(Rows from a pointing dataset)

◆ ◆ ◆ ◆ ◆

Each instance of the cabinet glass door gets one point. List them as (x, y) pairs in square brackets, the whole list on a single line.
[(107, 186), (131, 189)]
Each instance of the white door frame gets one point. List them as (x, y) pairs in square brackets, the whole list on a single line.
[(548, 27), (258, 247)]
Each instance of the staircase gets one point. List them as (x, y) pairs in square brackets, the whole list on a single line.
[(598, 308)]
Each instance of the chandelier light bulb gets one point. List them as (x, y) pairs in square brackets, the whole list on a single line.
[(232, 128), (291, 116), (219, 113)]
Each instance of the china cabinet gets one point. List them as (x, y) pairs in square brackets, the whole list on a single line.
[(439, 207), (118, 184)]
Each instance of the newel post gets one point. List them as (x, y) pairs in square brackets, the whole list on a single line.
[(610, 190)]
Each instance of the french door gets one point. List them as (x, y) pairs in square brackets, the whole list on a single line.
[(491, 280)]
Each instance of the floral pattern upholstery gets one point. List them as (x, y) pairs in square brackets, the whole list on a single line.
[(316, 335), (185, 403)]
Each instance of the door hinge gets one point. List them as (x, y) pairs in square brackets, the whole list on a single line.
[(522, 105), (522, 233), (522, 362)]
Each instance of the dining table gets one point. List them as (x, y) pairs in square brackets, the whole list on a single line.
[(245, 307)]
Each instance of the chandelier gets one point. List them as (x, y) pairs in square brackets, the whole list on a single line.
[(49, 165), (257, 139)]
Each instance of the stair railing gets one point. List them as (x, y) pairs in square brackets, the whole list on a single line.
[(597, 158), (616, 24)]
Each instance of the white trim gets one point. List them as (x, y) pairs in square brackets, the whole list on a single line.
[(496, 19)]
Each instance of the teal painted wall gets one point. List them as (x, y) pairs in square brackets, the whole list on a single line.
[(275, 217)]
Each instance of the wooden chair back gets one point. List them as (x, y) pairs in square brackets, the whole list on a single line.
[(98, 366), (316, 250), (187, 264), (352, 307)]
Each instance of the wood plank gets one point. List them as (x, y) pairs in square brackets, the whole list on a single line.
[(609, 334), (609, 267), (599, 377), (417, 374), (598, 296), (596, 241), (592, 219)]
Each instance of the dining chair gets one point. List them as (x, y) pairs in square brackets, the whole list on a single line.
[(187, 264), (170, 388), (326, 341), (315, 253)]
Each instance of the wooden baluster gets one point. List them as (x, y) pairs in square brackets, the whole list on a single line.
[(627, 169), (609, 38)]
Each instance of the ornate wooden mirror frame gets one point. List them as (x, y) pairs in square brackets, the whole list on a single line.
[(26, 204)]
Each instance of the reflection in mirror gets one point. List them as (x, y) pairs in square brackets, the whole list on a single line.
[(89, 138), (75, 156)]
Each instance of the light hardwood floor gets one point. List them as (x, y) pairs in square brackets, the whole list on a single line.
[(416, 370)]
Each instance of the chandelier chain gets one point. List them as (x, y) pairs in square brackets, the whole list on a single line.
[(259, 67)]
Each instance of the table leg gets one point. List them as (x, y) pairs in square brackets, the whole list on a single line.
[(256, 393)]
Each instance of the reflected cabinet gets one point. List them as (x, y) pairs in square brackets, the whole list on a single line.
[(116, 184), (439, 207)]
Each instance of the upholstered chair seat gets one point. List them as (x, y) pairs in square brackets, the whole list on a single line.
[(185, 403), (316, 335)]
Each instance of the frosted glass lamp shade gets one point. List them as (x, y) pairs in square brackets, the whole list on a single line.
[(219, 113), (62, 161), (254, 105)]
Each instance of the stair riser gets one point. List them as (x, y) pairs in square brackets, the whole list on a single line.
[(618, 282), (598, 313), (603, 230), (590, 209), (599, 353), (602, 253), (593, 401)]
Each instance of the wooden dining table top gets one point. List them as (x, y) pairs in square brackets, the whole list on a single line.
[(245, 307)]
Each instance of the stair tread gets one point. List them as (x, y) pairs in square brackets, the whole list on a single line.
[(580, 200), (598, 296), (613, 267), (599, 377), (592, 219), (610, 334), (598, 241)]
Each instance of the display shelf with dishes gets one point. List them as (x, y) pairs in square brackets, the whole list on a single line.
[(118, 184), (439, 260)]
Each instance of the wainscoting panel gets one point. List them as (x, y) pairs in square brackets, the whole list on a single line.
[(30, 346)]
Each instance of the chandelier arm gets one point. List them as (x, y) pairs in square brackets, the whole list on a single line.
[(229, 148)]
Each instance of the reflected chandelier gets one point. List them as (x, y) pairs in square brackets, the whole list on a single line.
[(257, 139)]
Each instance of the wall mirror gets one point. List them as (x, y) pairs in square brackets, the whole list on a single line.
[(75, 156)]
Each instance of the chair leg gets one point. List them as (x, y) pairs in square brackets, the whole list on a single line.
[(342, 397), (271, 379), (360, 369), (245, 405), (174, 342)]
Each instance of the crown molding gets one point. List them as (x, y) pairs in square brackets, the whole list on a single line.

◆ ◆ ◆ ◆ ◆

▸ Aim of the exercise
Rewrite all of the records above, changing "gets one point" to "receives a single point" and leaving everything else untouched.

▸ Written answer
Each instance of the cabinet glass door receives a single point. List them as (x, y) pairs in square brackets, the whole list on a single line.
[(107, 186), (131, 189)]
Each instance of the white door frame receives a single point. List them as (x, y) pairs in square brackets, the whole list on a single line.
[(548, 27), (258, 247)]
Each instance of the staircase receives a single point. List them as (x, y) pairs in square brackets, the whole list on a single line.
[(598, 308)]
Each instance of the chandelier light bulb receives a single point. List them as (x, y) pairs in square brackets, the whole list on a single line.
[(232, 128), (291, 116), (219, 113)]
Each instance of the china cabinet receives a single point. List them as (x, y) pairs in square brackets, the whole list on a single line.
[(439, 207), (118, 184)]
Each instance of the newel post receives a single point. List them as (x, y) pairs in square brackets, the whole list on a single line.
[(610, 190)]
Each instance of the french door receives a single point. List them as (x, y) pairs in square brackets, the whole list on a single line.
[(491, 280)]
Each instance of the floral pattern upholstery receives a single point. List them as (x, y) pairs in square brackets, the whole list on a single line.
[(316, 335), (185, 403)]
Each instance of the door hinge receives a single point. List them as (x, y) pairs in square brackets, the whole list on a single line.
[(522, 105), (522, 233), (522, 362)]
Each instance of the dining table receives a single point. List them as (x, y) pairs in square brackets, the whole list on a single line.
[(245, 307)]
Each instance of the chandelier receives a single point. List them as (x, y) pairs in square brackets, the whole list on a single line.
[(49, 165), (257, 139)]
Each instance of the stair railing receives a single point. List them as (x, y) pairs in square brackets, the whole list on a single line.
[(597, 158), (616, 24)]
Each instance of the white trim receives a single point. List them as (x, y) pairs in square brackets, the whole list on a single line.
[(496, 19)]
Each instance of the teal painted wall receives a single point. List them as (x, y) pairs in square brackets, the whole list on a single line.
[(275, 217)]
Each instance of the wooden chair back receives a single point. List them as (x, y) pairs in square brackets, the whole list on a single line.
[(98, 366), (316, 250), (187, 264), (352, 307)]
Each instance of the wood plank receives a single point. List them as (x, y) pairs in square brackets, the whole list on a single line.
[(609, 334), (609, 267), (599, 377), (417, 374), (598, 296), (596, 241), (592, 219)]
Each instance of the dining chair receives a single point. List them as (x, y) pairs in square brackets, the whole list on a single line.
[(187, 264), (170, 388), (326, 341), (315, 253)]
Each instance of the wooden baluster receives a single point. List them as (x, y) pairs in square brackets, the whole list on a single line.
[(627, 169), (609, 38)]
Each instance of the ornate wooden mirror frame receives a single point. List them as (x, y) pairs in square brackets, the whole list on a single line.
[(26, 204)]
Each instance of the reflection in mirror receives a single point. List them as (x, y) pairs in square brackets, the whole list on a single line.
[(89, 138), (75, 156)]
Each instance of the light hardwood floor receives a single point. List them as (x, y) pairs in square brackets, the whole list on a single line.
[(416, 370)]
Each instance of the chandelier chain receives a single point. List them as (x, y) pairs in square brackets, the whole list on a single line.
[(259, 67)]
Each instance of the table leg receives a single point. List them as (x, y) pairs in square brackets, the whole list on a single line.
[(256, 393)]
Each instance of the reflected cabinet receives a single point. List them as (x, y) pairs in square brackets, the whole list on a single line.
[(116, 184), (439, 207)]
Each instance of the upholstered chair seat receives a single point. List them as (x, y) pairs in square brackets, the whole list on a single line.
[(185, 403), (316, 335)]
Each instance of the frosted glass lamp shade receives a single point. List them as (x, y) pairs in square brackets, the whole list on a single line.
[(219, 113), (62, 161), (254, 105)]
Each instance of the stair riser receives a single point. List them as (x, y) pairs in square brackets, the whole list on a single line.
[(618, 282), (598, 313), (603, 230), (590, 209), (599, 353), (602, 253), (593, 401)]
Each instance of the wooden dining table top receives a single point. List them as (x, y) pairs in square brackets, the whole list on a single line.
[(245, 307)]
Each instance of the stair tread receives a single point. List them as (x, y) pairs in square brackets, the whole list on a single line.
[(580, 200), (598, 296), (613, 267), (599, 377), (592, 219), (610, 334), (598, 241)]
Each instance of the display shelf with dishes receives a single point. List them as (x, y) pairs in square brackets, the whole list on a single line.
[(118, 184), (439, 260)]
Each instance of the wainscoting panel receives a single point. List them as (x, y) pairs in square brackets, the whole list on a single line.
[(30, 346)]
Each instance of the chandelier arm receives a single point. List them as (x, y) pairs in square brackets, the whole list on a single line.
[(229, 148)]
Each instance of the reflected chandelier receives a single point. List them as (x, y) pairs in square brackets, the whole list on a single line.
[(257, 139)]
Each instance of the wall mirror receives a single point. List them as (x, y) pairs in square brackets, the whole list on a single line.
[(75, 156)]
Each instance of the chair leg receives a single point. List them as (x, y) pairs in square brackets, the whole list on a single line.
[(342, 397), (271, 379), (360, 369), (245, 405), (174, 342)]
Each instance of the crown molding receives a single point. List them as (x, y) pairs in square brackets, the whole list on a single line.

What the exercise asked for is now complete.